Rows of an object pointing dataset
-- Start --
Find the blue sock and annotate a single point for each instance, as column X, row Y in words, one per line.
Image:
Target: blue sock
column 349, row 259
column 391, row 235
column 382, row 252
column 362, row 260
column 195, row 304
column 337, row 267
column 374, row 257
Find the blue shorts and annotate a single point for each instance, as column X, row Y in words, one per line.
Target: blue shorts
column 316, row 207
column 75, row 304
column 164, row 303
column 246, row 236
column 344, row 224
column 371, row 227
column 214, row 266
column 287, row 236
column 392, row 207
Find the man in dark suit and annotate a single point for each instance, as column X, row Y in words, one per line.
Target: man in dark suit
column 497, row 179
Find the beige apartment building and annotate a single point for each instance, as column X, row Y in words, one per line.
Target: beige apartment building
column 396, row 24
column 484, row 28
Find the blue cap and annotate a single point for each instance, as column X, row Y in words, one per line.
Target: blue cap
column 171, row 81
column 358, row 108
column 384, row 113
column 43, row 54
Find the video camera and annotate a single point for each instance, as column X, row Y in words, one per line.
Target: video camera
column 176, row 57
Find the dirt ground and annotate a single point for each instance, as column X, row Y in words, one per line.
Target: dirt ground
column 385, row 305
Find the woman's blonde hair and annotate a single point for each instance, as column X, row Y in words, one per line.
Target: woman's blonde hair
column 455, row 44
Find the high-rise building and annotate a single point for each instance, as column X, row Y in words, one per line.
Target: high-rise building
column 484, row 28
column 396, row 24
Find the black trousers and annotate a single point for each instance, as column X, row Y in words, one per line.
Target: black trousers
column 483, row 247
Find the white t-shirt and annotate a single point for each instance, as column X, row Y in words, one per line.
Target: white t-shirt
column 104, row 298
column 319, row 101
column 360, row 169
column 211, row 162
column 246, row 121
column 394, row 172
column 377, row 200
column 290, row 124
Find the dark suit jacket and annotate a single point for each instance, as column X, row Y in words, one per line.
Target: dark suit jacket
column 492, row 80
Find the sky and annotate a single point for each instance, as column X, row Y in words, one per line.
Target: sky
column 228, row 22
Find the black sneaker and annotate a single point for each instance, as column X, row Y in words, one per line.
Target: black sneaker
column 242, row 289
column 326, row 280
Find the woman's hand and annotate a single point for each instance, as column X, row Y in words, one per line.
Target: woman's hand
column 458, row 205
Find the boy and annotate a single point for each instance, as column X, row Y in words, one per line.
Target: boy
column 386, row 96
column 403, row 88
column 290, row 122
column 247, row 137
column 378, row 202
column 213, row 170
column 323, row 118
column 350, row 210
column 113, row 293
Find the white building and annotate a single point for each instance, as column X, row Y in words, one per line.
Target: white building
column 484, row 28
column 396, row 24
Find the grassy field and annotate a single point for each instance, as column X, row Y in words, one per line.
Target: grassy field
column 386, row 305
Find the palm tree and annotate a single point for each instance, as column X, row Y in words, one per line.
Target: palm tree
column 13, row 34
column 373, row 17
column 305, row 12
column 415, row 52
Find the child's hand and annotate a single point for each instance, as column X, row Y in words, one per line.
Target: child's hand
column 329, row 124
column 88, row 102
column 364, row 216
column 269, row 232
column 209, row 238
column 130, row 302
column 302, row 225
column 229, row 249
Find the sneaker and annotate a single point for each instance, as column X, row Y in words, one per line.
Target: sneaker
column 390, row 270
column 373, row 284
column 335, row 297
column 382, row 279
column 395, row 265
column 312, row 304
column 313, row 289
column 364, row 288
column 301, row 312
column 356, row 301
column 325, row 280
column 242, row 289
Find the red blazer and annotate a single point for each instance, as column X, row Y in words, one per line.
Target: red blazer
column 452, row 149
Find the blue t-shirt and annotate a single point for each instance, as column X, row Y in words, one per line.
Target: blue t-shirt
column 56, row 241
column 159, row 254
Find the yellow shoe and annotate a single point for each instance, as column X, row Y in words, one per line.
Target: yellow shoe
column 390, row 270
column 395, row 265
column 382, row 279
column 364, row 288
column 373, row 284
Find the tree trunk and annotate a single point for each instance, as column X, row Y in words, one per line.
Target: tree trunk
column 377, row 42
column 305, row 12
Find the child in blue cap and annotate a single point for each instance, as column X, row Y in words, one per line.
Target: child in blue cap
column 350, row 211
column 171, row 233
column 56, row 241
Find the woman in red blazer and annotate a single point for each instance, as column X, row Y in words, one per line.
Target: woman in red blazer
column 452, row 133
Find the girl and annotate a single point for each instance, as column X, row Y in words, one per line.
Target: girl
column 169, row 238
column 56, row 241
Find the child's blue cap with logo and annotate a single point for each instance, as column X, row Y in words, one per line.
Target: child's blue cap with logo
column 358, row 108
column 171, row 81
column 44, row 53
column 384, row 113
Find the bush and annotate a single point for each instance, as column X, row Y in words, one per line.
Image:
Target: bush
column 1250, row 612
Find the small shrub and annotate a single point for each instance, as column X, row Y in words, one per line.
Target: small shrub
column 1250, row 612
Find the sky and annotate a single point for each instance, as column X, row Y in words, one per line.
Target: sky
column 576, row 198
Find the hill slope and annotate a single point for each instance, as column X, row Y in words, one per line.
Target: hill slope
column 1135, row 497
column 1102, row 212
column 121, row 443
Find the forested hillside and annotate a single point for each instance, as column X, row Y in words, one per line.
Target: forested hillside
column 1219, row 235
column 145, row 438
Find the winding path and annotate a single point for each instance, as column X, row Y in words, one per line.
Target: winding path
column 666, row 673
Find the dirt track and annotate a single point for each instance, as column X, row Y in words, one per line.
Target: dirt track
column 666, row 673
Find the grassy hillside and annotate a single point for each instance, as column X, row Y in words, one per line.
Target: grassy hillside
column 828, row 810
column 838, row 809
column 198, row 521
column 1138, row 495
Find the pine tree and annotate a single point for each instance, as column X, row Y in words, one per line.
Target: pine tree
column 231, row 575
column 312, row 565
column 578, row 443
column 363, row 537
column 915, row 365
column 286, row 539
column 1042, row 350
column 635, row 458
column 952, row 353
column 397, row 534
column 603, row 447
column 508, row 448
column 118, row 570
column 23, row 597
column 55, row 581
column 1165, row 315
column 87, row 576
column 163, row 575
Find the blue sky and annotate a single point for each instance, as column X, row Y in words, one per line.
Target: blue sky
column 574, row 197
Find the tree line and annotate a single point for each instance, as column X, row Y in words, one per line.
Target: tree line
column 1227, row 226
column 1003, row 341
-- End --
**EXERCISE AIM**
Reproduce the listing in full, swapping every "annotate" for "mark" and leaving everything else as it is.

**THE ANSWER**
Find the blue sock and mark a single point for each instance, as column X, row Y in words, one per line.
Image:
Target: blue sock
column 349, row 259
column 391, row 235
column 382, row 252
column 362, row 260
column 195, row 304
column 337, row 267
column 374, row 257
Find the blue shorts and mark a single point for each instance, as column X, row Y in words, one per line.
Target: blue shorts
column 316, row 207
column 75, row 304
column 164, row 303
column 246, row 236
column 344, row 224
column 371, row 227
column 214, row 266
column 287, row 236
column 392, row 207
Find the man in dark suit and mark a single point for each instance, as column X, row Y in words, one per line.
Target: man in dark suit
column 497, row 179
Find the beige apartment building and mark a single point for each instance, as column X, row Y in words, one per line.
Target: beige apartment building
column 396, row 24
column 484, row 28
Find the blue cap and mark a single point for each instance, as column X, row Y in words, one per line.
Target: blue cap
column 171, row 81
column 358, row 108
column 384, row 113
column 43, row 54
Find the video camera and mark a single point for each instance, as column X, row Y in words, one per line.
Target: video camera
column 176, row 57
Find the dirt ground and mark a single point for each instance, as column X, row Y in words, one per line.
Target: dirt ground
column 385, row 305
Find the woman's blonde hair and mark a single point for each instance, as column X, row Y in words, one per line.
Target: woman's blonde hair
column 455, row 44
Find the high-rise building and mark a single point for each instance, as column X, row Y in words, one per line.
Target: high-rise building
column 484, row 28
column 396, row 24
Find the black trousers and mark a single point for each instance, as column X, row Y in words, one per line.
Target: black trousers
column 483, row 247
Find the white t-shirt and mark a single point for each instance, as column X, row Y in words, one per line.
Target: white t-shirt
column 104, row 298
column 319, row 101
column 360, row 169
column 211, row 162
column 246, row 121
column 394, row 172
column 377, row 200
column 290, row 124
Find the dark suit jacket and mark a single point for each instance, as column X, row Y in words, one per line.
Target: dark suit jacket
column 492, row 80
Find the sky and mark a single point for each instance, as column X, row Y in words, one per line.
Target: sky
column 228, row 22
Find the black sneaker and mark a single point for each instance, as column X, row Y in words, one per line.
Target: black sneaker
column 242, row 289
column 326, row 280
Find the woman's hand and mark a single point for each instance, as column X, row Y in words, one per line.
Target: woman's hand
column 458, row 205
Find the boy and mark a single point for each instance, as column X, row Y in words, one per line.
Target: boy
column 386, row 96
column 403, row 88
column 290, row 122
column 247, row 137
column 378, row 202
column 213, row 170
column 323, row 118
column 350, row 210
column 113, row 293
Find the white building and mark a single point for each instance, as column X, row Y in words, one per line.
Target: white building
column 484, row 28
column 396, row 24
Find the grassy field and mark a single point for each instance, as column X, row Y in words, one per line.
Target: grassy field
column 386, row 305
Find the palm tree and mark a single point for each instance, as column X, row Y in words, one per line.
Target: palm tree
column 13, row 34
column 373, row 17
column 305, row 12
column 415, row 52
Find the child's hand and mark a single point for each instance, as column X, row Y in words, one per line.
Target: child's hand
column 329, row 124
column 88, row 102
column 364, row 216
column 269, row 232
column 209, row 238
column 130, row 302
column 302, row 225
column 229, row 249
Find the sneaker and mark a single point for each instance, as column X, row Y in words, one per line.
Target: sneaker
column 390, row 270
column 373, row 284
column 335, row 297
column 382, row 279
column 395, row 265
column 312, row 304
column 313, row 289
column 364, row 288
column 301, row 312
column 356, row 301
column 325, row 280
column 242, row 289
Find the red blazer and mark a single point for each instance, as column X, row Y in words, one per line.
Target: red blazer
column 452, row 149
Find the blue t-shirt and mark a single point for each instance, as column X, row Y in words, one per line.
Target: blue t-shirt
column 56, row 241
column 159, row 254
Find the yellow shoe and mark a single point for each instance, as column X, row Y in words, one per line.
Target: yellow shoe
column 390, row 270
column 395, row 265
column 382, row 279
column 364, row 288
column 373, row 284
Find the tree trunk and mark a single point for each instance, as column X, row Y in words, one per line.
Target: tree trunk
column 377, row 42
column 305, row 12
Find the child in blue cap and mark a single point for each instance, as column X, row Y in words, one per line.
Target: child in blue cap
column 350, row 211
column 171, row 233
column 56, row 241
Find the woman in red blazer and mark a single point for each instance, as column X, row Y in words, one per line.
Target: woman in red blazer
column 452, row 133
Find the girl and mark a single point for each instance, as column X, row Y in words, one per line.
Target: girl
column 169, row 238
column 56, row 241
Find the child's blue cap with logo and mark a single point for each instance, as column X, row Y in words, one per line.
Target: child's blue cap with logo
column 358, row 108
column 171, row 81
column 44, row 53
column 384, row 113
Find the bush and mark a single point for each instance, as column X, row Y in words, one per line.
Image:
Target: bush
column 1250, row 612
Find the small shrub and mark a single point for each instance, as column X, row Y in words, one per line.
Target: small shrub
column 1250, row 612
Find the sky and mark a single point for each instance, as column X, row Y in words, one per line.
Target: sky
column 576, row 198
Find the hill slope and mark a single point for each instance, as column X, row Y in words, one per line.
Target: hill slope
column 1135, row 497
column 1102, row 212
column 121, row 443
Find the forested hillside and mark a single point for each instance, as column X, row Y in words, one per line.
Target: forested hillside
column 1219, row 235
column 145, row 438
Find the winding path and mark a single point for each instance, as column X, row Y in words, one per line.
Target: winding path
column 666, row 673
Find the dirt track and mark a single point for each instance, as column X, row Y in words, one per line.
Target: dirt track
column 666, row 673
Find the grassy hillside and mark a single point for each instance, as column X, row Y in words, one per line.
Target: grassy hillside
column 828, row 810
column 838, row 809
column 198, row 521
column 1138, row 495
Find the pine tree and mark a single point for each instance, as column X, row Y in words, one per line.
Target: pine tree
column 231, row 575
column 312, row 565
column 578, row 443
column 363, row 537
column 915, row 365
column 286, row 539
column 1042, row 350
column 635, row 458
column 952, row 353
column 397, row 534
column 603, row 447
column 508, row 448
column 118, row 570
column 23, row 597
column 55, row 581
column 1165, row 315
column 87, row 576
column 163, row 575
Find the blue sky and mark a single point for each instance, as column X, row Y in words, one per line.
Target: blue sky
column 574, row 197
Find the tree line and mark a single point for each instance, as column X, row Y in words, one per line.
Target: tree line
column 1227, row 226
column 1003, row 341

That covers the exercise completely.